__OBJECTIVE__. Return, unchanged, each line in the rows below that contains the word "rough".

__Named object pointing rows__.
────────
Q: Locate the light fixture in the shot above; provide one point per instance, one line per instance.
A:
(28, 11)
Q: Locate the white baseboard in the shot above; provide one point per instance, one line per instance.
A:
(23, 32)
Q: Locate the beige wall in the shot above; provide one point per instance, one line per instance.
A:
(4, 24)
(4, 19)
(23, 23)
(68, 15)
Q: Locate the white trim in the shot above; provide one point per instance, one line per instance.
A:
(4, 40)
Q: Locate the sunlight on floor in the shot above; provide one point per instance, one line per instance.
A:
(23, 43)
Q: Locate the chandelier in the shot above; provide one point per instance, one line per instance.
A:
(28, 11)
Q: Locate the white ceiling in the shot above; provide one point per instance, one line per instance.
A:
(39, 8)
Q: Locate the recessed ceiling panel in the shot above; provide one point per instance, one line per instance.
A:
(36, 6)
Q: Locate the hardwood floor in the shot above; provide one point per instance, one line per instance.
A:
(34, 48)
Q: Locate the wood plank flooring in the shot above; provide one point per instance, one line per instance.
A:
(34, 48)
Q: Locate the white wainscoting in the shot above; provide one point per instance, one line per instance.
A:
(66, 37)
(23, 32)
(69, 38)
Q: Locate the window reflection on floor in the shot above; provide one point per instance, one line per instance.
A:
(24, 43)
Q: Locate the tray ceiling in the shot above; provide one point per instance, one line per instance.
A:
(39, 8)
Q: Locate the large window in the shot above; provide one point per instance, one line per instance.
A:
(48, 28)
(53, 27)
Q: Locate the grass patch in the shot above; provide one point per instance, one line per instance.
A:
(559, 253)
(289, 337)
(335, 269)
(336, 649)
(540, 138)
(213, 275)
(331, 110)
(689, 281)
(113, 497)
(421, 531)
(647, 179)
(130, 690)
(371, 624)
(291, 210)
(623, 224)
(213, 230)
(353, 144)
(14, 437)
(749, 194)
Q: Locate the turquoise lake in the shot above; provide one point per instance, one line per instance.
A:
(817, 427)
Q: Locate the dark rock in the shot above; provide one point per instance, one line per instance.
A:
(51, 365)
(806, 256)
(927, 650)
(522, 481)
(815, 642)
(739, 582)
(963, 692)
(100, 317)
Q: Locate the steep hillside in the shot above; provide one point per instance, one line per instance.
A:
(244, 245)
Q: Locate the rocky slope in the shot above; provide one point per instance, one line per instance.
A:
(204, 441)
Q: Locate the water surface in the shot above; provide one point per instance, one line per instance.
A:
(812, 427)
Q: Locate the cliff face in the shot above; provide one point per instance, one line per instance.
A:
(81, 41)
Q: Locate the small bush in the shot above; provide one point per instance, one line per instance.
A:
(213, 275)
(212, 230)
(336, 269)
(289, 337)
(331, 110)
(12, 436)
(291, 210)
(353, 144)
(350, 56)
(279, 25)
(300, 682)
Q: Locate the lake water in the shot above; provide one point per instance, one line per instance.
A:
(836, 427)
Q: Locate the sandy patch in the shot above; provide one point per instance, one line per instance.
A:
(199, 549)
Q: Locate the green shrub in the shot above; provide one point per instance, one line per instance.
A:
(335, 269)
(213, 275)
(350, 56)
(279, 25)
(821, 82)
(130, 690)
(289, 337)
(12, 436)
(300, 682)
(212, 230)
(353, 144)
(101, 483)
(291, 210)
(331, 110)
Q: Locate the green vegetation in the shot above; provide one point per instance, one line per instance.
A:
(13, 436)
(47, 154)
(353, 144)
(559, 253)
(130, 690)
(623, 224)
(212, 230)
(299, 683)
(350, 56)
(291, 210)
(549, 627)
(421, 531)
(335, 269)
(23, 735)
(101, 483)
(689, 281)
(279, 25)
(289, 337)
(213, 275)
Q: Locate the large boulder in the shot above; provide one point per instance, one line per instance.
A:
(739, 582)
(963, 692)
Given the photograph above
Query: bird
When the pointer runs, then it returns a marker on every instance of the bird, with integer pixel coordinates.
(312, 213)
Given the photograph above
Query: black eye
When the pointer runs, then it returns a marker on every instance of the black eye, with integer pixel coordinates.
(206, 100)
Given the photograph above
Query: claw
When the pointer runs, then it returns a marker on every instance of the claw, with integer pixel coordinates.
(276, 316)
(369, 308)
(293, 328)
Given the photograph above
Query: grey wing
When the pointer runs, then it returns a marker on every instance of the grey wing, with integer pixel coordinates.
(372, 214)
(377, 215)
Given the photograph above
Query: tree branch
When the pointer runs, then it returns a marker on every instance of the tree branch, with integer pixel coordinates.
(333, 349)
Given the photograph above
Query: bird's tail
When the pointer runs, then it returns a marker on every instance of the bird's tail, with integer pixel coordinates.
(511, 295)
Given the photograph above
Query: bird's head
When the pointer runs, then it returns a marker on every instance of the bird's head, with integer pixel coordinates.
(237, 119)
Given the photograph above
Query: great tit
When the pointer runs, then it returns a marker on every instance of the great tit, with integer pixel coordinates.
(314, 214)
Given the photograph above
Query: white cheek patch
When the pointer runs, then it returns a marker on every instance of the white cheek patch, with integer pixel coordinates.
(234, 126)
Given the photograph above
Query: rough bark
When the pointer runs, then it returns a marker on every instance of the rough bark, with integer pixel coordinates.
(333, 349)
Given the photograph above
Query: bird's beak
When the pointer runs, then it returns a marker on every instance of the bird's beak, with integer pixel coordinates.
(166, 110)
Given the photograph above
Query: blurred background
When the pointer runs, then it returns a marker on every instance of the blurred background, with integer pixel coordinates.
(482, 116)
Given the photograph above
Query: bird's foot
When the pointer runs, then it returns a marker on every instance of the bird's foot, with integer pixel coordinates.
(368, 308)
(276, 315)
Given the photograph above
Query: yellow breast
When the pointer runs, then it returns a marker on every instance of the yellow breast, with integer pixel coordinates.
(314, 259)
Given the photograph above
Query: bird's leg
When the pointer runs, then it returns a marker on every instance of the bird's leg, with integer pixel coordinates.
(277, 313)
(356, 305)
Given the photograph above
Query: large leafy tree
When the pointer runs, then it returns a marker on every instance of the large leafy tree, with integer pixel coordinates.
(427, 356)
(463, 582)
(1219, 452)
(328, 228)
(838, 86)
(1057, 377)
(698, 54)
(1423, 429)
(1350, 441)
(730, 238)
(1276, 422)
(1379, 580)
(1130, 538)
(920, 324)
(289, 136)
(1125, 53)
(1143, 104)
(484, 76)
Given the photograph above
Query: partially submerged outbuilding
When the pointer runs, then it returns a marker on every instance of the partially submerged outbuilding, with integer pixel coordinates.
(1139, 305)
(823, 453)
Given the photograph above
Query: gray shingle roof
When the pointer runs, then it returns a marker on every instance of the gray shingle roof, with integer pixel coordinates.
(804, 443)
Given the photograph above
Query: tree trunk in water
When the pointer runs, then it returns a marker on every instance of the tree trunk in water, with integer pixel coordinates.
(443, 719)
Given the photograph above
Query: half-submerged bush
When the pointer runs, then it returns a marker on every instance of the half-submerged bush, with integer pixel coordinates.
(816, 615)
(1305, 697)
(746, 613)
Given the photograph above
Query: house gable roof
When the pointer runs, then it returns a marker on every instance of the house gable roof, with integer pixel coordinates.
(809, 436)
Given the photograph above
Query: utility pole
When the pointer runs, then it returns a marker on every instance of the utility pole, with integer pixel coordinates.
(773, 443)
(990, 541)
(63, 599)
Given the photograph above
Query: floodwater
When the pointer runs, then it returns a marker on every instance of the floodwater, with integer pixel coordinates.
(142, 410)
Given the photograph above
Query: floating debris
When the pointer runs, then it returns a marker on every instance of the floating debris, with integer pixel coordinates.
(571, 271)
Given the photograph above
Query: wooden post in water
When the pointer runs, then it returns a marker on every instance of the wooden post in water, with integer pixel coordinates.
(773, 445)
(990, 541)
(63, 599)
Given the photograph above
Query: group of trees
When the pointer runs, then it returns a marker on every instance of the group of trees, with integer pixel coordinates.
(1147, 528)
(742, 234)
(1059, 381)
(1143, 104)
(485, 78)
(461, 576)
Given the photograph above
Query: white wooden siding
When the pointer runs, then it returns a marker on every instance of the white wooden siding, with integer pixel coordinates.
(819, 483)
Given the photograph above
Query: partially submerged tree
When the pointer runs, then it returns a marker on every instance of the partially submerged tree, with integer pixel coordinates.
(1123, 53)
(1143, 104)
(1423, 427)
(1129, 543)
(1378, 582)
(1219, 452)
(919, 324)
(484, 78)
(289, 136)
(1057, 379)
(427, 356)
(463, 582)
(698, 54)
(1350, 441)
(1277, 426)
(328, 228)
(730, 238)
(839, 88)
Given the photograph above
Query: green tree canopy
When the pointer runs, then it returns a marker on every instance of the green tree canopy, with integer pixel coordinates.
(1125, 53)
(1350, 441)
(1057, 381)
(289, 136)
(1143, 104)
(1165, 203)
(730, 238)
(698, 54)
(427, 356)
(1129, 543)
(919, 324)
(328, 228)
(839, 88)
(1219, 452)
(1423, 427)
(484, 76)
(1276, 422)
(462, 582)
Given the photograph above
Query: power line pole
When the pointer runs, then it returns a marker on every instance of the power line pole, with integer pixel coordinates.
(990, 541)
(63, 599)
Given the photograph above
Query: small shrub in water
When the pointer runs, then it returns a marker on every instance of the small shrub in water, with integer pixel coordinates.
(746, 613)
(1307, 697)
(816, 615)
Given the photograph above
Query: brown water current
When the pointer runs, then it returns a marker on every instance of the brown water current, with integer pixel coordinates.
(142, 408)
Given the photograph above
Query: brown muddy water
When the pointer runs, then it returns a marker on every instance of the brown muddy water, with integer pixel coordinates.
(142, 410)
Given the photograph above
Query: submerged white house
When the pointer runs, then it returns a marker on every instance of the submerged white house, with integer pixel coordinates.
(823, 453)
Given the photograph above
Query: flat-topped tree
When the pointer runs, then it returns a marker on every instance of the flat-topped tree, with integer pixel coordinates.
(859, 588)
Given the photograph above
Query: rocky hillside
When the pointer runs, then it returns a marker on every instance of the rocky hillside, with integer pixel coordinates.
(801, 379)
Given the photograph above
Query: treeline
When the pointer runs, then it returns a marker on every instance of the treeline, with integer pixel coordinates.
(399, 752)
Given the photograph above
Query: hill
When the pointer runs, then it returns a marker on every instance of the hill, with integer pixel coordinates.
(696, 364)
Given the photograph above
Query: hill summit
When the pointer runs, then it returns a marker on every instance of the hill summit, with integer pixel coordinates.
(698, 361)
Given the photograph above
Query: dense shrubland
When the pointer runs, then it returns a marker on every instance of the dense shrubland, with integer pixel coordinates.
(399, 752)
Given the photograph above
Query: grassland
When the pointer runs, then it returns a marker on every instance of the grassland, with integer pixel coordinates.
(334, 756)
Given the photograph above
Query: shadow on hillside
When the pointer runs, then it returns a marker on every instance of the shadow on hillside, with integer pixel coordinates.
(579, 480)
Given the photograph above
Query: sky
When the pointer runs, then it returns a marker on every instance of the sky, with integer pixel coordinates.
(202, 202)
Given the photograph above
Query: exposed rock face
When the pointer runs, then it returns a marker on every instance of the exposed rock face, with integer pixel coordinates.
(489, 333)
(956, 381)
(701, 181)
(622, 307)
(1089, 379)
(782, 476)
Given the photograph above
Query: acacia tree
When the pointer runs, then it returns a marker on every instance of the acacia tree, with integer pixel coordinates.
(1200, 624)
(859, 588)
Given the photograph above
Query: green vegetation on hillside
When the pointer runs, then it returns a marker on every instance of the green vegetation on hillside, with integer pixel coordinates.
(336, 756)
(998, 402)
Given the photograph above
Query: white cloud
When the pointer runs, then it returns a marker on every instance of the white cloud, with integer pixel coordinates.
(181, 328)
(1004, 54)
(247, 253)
────────
__FULL OUTPUT__.
Query: rough bark
When the pointer runs, then it returns a marker on every instance of the rough bark, with integer pixel coordinates.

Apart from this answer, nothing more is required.